• Exercise directions:
In the listing below, lay out as a JSON list of strings every line starting with the line containing "Could you please point out the windscreen" and going on through the final line of the listing, one string per line, skipping blank lines.

• Stored data:

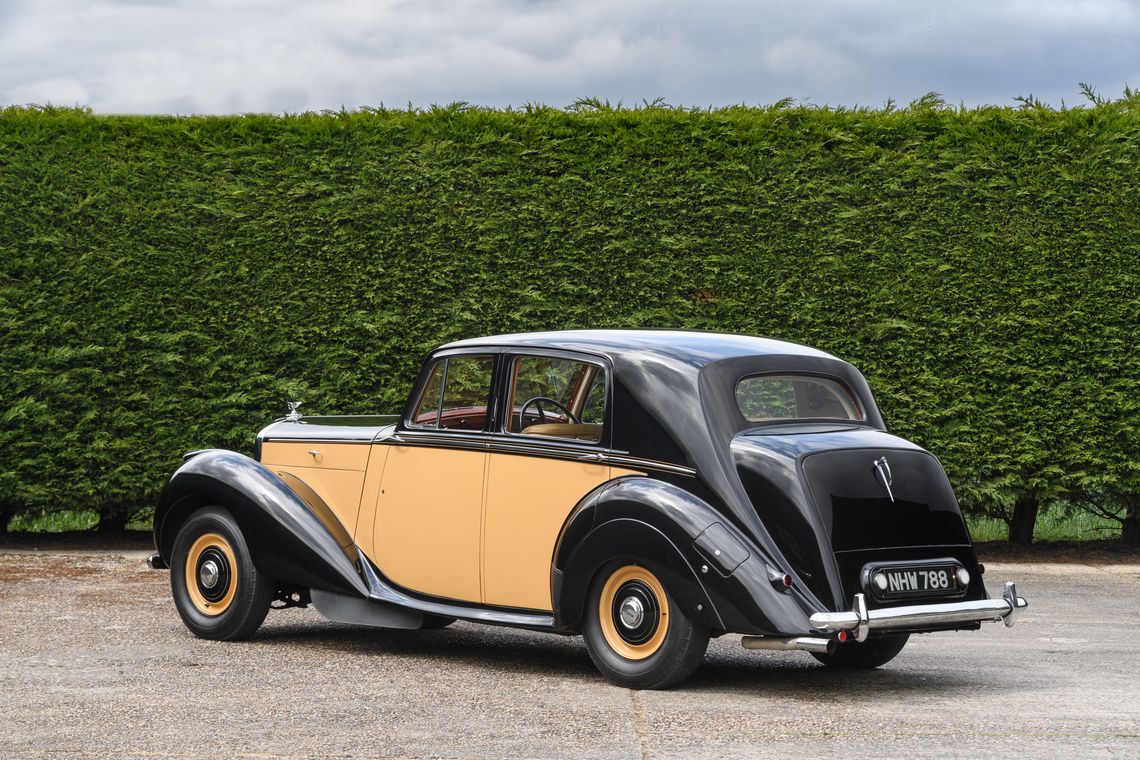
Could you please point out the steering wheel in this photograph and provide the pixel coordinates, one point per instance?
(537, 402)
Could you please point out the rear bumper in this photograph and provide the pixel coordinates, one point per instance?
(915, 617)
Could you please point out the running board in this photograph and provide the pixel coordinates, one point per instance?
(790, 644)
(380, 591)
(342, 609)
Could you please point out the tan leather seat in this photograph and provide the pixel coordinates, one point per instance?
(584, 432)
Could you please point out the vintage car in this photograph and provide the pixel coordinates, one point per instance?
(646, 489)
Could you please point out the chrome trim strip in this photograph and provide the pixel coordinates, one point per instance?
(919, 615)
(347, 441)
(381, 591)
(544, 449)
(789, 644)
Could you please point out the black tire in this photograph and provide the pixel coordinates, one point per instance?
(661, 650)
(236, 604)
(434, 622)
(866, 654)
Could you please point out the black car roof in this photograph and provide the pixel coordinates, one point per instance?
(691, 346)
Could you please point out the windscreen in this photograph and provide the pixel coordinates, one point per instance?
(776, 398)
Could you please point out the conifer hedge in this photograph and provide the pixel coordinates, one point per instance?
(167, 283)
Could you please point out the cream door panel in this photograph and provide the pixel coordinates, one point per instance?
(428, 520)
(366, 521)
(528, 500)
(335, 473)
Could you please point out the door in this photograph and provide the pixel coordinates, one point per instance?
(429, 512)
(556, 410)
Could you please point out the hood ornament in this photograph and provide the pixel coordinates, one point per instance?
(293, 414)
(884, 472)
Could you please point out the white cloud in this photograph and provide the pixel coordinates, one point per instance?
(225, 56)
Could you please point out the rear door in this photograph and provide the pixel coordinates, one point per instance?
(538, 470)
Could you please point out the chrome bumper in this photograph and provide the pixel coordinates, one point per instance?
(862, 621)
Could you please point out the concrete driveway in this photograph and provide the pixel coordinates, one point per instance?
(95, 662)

• Answer to the task:
[
  "Could you please point out the windscreen in this photograph and provide the pixel coordinates, one point per instance?",
  "(776, 398)",
  "Could you please point out the conifer hedge in this photograph and provide the pixel coordinates, one point per instance?",
  "(167, 283)",
  "Could you please point out the cream door panel in this photograph and provide the pixel coordinates, one point per instance?",
  "(428, 520)",
  "(366, 521)",
  "(528, 500)",
  "(335, 473)",
  "Could you please point out the door in this photograph and provide the pixel coordinates, one point per instance?",
  "(429, 512)",
  "(556, 410)",
  "Could you please point out the hood ornament in this photograph and provide the pixel coordinates, one point per instance?",
  "(293, 414)",
  "(884, 472)",
  "Could you please point out the white cloud in this photograph and provide the pixel coordinates, one point per instance?",
  "(225, 56)",
  "Could you please point out the rear door in this photograph and provide the pixel coordinates, one point per instance?",
  "(538, 470)",
  "Could you please point out the chrome bumper in this photograph and provide the pixel coordinates, one point per instance?",
  "(862, 621)",
  "Could you please point out the concrete driveway in this photograph and provide the pixel coordinates, one point per instance?",
  "(95, 662)"
]